**WORK TO DO:** Arrange the data below, from the line containing "Could you please indicate the layered" through the line containing "(1103, 692)", inclusive, as a two-column CSV headed input and output. Make one row per entry, with its text under input and the reply that follows under output; quote every field and replace line breaks with spaces.

**ENTRIES:**
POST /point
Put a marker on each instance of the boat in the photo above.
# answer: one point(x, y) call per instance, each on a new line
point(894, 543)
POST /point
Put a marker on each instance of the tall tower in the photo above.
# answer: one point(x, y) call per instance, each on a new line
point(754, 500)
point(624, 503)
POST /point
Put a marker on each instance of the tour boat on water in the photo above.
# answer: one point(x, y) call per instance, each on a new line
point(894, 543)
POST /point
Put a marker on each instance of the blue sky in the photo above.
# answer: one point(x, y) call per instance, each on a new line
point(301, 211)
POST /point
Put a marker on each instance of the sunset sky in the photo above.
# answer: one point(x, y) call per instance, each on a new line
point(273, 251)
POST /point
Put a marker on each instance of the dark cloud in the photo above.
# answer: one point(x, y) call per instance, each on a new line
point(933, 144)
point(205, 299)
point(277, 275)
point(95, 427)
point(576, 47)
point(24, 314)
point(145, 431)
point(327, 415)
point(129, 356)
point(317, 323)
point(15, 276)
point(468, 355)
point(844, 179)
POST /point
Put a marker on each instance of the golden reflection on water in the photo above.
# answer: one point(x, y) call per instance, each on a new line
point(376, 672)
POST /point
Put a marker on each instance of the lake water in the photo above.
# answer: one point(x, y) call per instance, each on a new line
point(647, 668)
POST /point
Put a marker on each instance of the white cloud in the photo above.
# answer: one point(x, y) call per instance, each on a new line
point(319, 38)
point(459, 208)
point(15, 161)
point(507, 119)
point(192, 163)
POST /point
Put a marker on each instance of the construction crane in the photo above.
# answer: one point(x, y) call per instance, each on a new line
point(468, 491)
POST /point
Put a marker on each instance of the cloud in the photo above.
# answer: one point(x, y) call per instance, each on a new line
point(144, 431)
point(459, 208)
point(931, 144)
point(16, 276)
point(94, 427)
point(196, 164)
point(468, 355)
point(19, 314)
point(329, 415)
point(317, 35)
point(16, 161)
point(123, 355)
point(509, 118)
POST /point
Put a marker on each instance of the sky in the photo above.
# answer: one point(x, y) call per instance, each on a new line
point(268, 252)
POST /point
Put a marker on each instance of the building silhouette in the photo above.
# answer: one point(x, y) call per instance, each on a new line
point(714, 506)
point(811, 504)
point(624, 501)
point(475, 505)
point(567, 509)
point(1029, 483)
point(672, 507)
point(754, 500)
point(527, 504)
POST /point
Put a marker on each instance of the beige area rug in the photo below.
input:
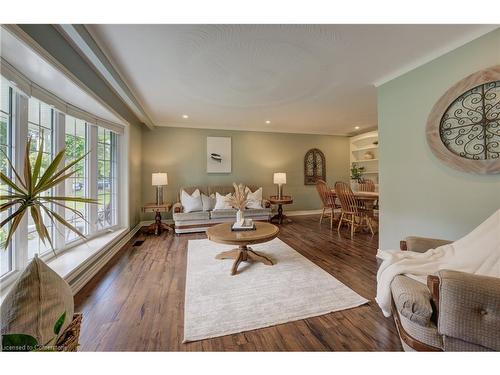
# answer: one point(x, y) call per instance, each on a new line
point(219, 304)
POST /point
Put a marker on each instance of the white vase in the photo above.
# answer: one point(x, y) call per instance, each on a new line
point(239, 216)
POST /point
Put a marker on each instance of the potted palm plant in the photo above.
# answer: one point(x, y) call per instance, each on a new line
point(29, 193)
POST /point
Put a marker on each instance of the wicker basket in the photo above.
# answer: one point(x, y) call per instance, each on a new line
point(68, 342)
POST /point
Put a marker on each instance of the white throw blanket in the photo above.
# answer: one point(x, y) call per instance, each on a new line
point(477, 253)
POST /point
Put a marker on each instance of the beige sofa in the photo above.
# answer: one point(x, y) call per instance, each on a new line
point(456, 311)
point(199, 221)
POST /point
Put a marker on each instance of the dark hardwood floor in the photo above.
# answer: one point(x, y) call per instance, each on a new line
point(136, 303)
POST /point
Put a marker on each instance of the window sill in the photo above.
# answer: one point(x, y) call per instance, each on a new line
point(70, 263)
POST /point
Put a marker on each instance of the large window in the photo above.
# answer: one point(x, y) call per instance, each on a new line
point(77, 185)
point(106, 178)
point(7, 146)
point(96, 175)
point(40, 124)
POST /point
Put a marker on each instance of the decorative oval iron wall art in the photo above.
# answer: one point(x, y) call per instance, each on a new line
point(314, 166)
point(463, 128)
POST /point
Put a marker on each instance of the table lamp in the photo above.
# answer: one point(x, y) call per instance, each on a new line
point(159, 180)
point(280, 179)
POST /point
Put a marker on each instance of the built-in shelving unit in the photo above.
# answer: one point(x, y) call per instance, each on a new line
point(364, 153)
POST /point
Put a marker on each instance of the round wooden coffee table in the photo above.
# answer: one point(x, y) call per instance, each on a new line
point(222, 233)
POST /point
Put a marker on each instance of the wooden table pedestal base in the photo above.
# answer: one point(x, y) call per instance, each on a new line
point(243, 254)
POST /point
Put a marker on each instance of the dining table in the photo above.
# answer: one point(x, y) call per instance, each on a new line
point(367, 197)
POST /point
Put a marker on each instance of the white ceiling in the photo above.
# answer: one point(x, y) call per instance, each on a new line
point(303, 78)
point(44, 74)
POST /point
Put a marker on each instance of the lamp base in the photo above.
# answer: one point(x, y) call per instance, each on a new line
point(280, 191)
point(159, 195)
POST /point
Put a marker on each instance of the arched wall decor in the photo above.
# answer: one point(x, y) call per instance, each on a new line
point(463, 128)
point(314, 166)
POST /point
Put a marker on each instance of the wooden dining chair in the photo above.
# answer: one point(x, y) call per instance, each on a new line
point(368, 185)
point(328, 200)
point(352, 212)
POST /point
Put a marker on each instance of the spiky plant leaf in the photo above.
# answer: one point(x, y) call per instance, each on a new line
point(26, 193)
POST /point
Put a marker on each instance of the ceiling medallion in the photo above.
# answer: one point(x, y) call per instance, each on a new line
point(463, 128)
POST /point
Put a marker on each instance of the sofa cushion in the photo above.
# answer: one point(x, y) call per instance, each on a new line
point(223, 214)
point(208, 202)
point(412, 300)
point(221, 202)
point(427, 334)
point(191, 203)
point(35, 302)
point(253, 212)
point(190, 216)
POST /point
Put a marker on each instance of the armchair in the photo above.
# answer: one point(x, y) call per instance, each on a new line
point(457, 311)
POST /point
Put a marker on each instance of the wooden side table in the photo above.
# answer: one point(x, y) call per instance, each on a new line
point(285, 199)
point(157, 227)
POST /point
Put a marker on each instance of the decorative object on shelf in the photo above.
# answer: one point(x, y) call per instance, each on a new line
point(314, 166)
point(279, 178)
point(368, 155)
point(218, 154)
point(27, 194)
point(159, 180)
point(239, 200)
point(463, 128)
point(357, 173)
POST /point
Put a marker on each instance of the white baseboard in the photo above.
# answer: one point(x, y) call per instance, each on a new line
point(102, 258)
point(303, 212)
point(145, 223)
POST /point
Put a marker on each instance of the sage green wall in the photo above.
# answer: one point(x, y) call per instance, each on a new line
point(255, 156)
point(419, 194)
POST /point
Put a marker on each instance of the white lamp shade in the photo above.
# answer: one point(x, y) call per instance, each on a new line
point(159, 179)
point(279, 178)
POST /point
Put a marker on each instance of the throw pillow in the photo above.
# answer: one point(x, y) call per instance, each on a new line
point(255, 198)
point(208, 202)
point(191, 203)
point(221, 202)
point(35, 302)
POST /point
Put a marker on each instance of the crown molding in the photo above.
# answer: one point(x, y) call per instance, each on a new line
point(434, 55)
point(87, 46)
point(25, 38)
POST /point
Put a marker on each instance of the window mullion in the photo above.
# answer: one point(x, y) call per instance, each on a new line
point(60, 189)
point(20, 114)
point(92, 176)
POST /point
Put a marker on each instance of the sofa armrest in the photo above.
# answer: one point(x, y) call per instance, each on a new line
point(421, 244)
point(177, 208)
point(469, 308)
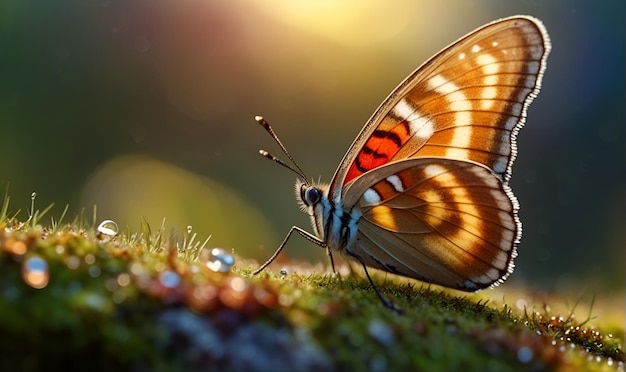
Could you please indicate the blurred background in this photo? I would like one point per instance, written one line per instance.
(146, 109)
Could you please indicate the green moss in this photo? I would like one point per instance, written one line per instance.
(145, 301)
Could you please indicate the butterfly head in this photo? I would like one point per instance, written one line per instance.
(313, 200)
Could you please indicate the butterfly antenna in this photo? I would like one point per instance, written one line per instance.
(297, 170)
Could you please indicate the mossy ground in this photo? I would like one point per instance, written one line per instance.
(145, 301)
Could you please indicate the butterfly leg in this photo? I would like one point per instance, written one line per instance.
(305, 234)
(388, 303)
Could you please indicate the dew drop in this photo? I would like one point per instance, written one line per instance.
(525, 354)
(123, 279)
(107, 230)
(169, 279)
(217, 259)
(35, 272)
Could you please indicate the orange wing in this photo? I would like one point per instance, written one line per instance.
(466, 103)
(442, 221)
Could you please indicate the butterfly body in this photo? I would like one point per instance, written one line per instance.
(423, 190)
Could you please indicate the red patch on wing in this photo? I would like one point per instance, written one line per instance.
(381, 147)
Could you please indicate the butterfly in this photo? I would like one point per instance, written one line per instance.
(423, 191)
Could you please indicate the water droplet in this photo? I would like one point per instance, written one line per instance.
(525, 354)
(381, 332)
(35, 272)
(169, 279)
(107, 230)
(123, 279)
(217, 259)
(238, 284)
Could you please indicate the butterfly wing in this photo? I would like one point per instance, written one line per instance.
(437, 220)
(466, 103)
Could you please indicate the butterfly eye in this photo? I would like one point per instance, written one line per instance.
(310, 195)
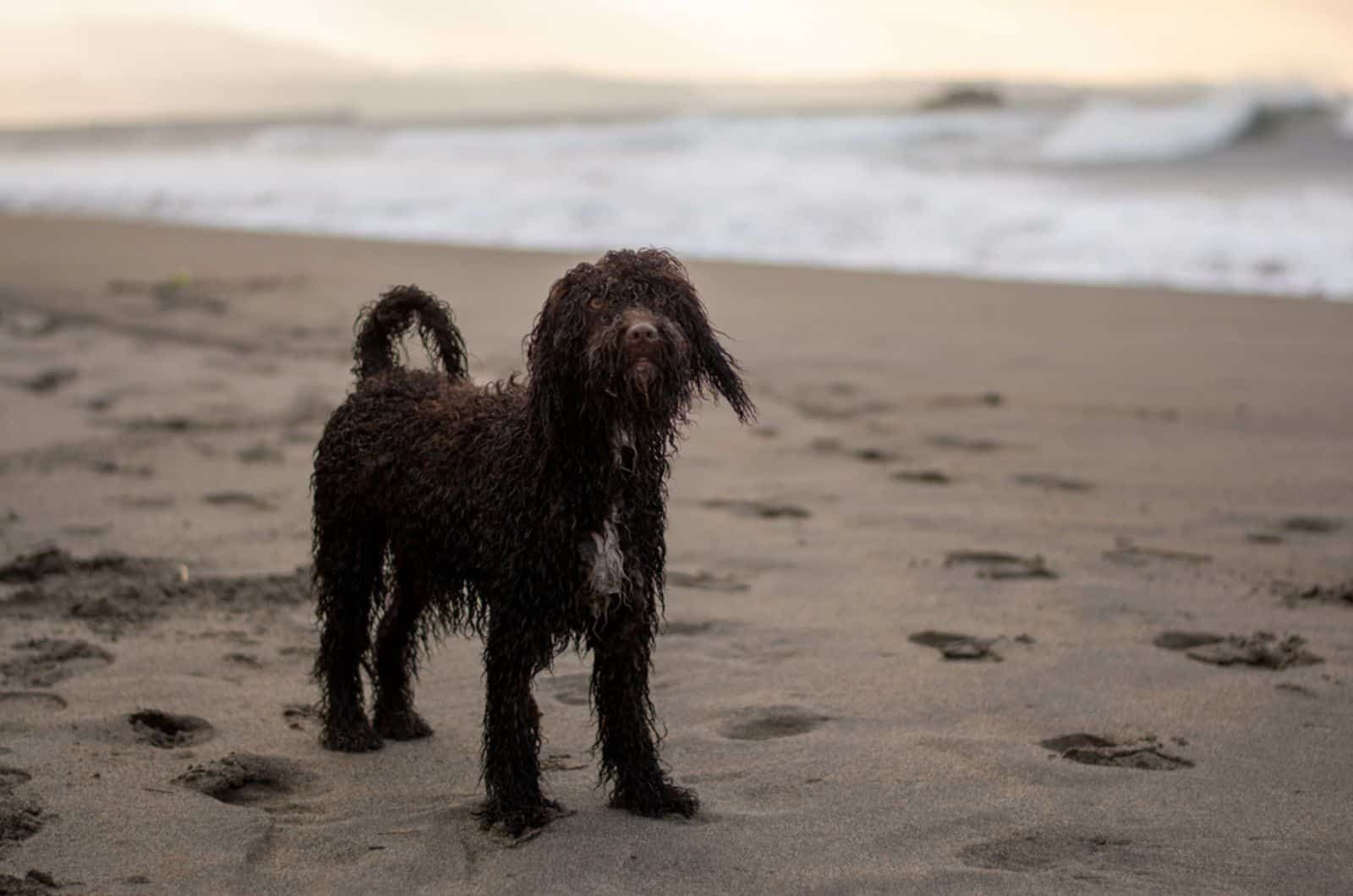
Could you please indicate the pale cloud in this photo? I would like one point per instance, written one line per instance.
(1064, 40)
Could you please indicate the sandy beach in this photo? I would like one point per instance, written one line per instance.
(1014, 587)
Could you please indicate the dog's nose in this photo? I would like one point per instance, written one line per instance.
(642, 333)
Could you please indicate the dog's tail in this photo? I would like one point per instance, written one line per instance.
(383, 321)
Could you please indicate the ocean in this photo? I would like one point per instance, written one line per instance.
(1244, 189)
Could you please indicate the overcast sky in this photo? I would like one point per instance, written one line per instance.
(777, 40)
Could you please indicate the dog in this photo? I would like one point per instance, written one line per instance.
(529, 512)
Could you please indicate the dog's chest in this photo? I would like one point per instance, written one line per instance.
(606, 576)
(604, 558)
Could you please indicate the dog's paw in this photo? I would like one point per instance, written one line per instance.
(656, 801)
(351, 735)
(516, 821)
(401, 724)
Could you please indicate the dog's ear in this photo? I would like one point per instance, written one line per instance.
(714, 367)
(720, 373)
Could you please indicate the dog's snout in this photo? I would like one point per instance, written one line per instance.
(642, 333)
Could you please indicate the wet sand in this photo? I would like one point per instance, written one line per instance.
(1014, 587)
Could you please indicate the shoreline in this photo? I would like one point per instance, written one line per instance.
(1159, 466)
(930, 278)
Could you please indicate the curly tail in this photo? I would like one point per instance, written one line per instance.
(383, 321)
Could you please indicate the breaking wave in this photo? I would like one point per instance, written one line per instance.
(1107, 132)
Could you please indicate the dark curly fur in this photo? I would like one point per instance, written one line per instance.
(441, 506)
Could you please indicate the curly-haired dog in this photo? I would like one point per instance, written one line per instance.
(531, 513)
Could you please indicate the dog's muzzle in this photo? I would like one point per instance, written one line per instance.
(643, 351)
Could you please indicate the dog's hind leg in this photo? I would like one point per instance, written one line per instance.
(626, 718)
(349, 581)
(513, 655)
(397, 655)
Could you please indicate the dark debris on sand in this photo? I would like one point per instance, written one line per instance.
(42, 662)
(924, 477)
(114, 592)
(998, 565)
(1263, 650)
(20, 817)
(167, 729)
(1312, 526)
(1145, 753)
(33, 884)
(954, 646)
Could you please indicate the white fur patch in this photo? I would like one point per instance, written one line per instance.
(608, 571)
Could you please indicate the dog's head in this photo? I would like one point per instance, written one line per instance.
(628, 339)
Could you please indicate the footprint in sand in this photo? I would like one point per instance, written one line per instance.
(704, 581)
(980, 400)
(758, 509)
(247, 779)
(1052, 482)
(770, 723)
(836, 401)
(572, 691)
(1263, 650)
(142, 502)
(965, 443)
(166, 729)
(45, 661)
(998, 565)
(47, 380)
(1048, 849)
(1145, 753)
(1131, 554)
(261, 452)
(1337, 593)
(245, 500)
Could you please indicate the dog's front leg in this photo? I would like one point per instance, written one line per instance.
(512, 729)
(626, 718)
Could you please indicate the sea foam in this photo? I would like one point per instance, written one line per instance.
(954, 193)
(1116, 132)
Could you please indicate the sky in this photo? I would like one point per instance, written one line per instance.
(1096, 41)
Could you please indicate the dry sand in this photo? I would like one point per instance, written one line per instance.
(861, 706)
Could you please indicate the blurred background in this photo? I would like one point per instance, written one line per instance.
(1203, 145)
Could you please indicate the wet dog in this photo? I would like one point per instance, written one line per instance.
(531, 512)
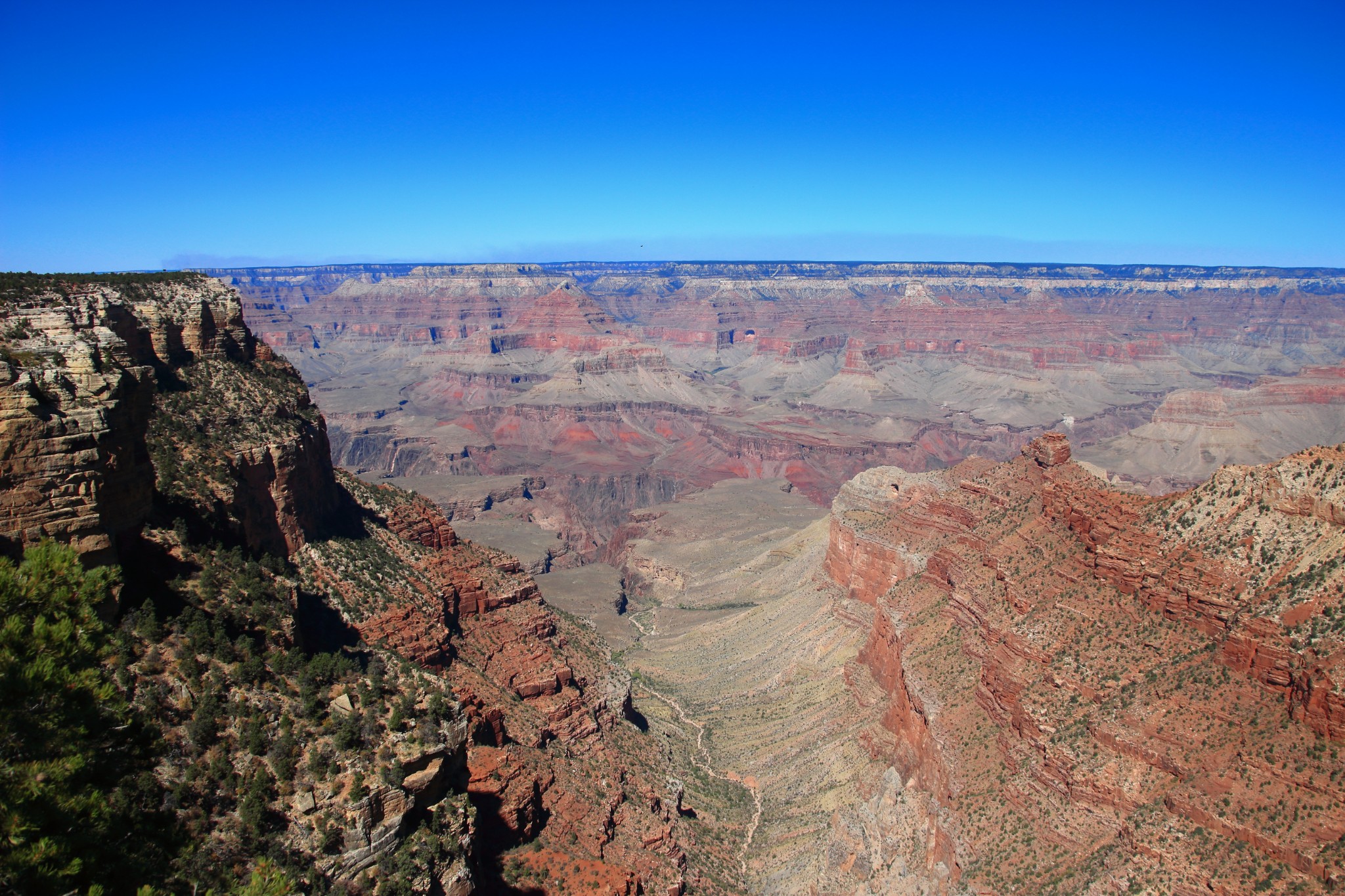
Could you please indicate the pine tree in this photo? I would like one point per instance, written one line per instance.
(78, 802)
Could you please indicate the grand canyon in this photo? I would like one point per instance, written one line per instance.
(707, 578)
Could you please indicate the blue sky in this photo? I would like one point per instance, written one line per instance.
(139, 136)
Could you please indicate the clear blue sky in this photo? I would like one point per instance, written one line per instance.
(139, 136)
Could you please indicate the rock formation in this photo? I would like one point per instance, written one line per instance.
(1099, 689)
(689, 373)
(403, 706)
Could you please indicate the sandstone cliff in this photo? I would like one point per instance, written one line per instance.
(89, 368)
(1103, 691)
(338, 679)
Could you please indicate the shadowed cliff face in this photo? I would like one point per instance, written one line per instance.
(693, 373)
(1106, 689)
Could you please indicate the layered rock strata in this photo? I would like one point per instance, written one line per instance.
(1099, 689)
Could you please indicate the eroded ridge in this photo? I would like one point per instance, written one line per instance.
(1102, 689)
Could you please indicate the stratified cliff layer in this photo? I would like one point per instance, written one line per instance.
(340, 681)
(665, 377)
(1103, 692)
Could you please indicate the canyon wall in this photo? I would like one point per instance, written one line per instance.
(1102, 689)
(694, 372)
(143, 423)
(79, 382)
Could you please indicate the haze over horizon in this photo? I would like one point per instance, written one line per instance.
(155, 136)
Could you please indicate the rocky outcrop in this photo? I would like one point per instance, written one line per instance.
(810, 372)
(84, 372)
(1043, 651)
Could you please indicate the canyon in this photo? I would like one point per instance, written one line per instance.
(741, 578)
(625, 385)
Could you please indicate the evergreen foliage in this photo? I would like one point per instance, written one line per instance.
(78, 801)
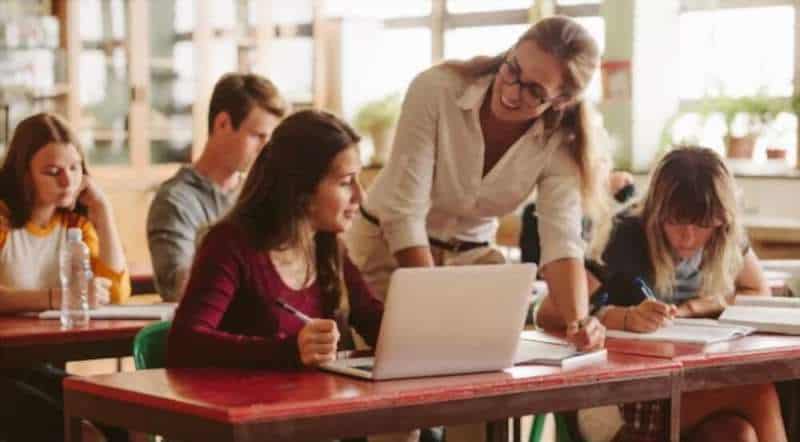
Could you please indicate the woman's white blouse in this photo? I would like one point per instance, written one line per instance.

**RESPONSE TO THIS EXERCISE:**
input,output
"Could you please indicate the layered rock strata in this photo? I would like one point per instance, written one line per instance.","(1099, 689)"
"Could you please indicate the eroded ridge in this photo? I would like one point per instance, written one line per instance.","(1102, 689)"
"Could you please indicate the stratified cliff layer in this photo? I would like one point per instance, written one line per instance.","(340, 681) (665, 377) (1103, 692)"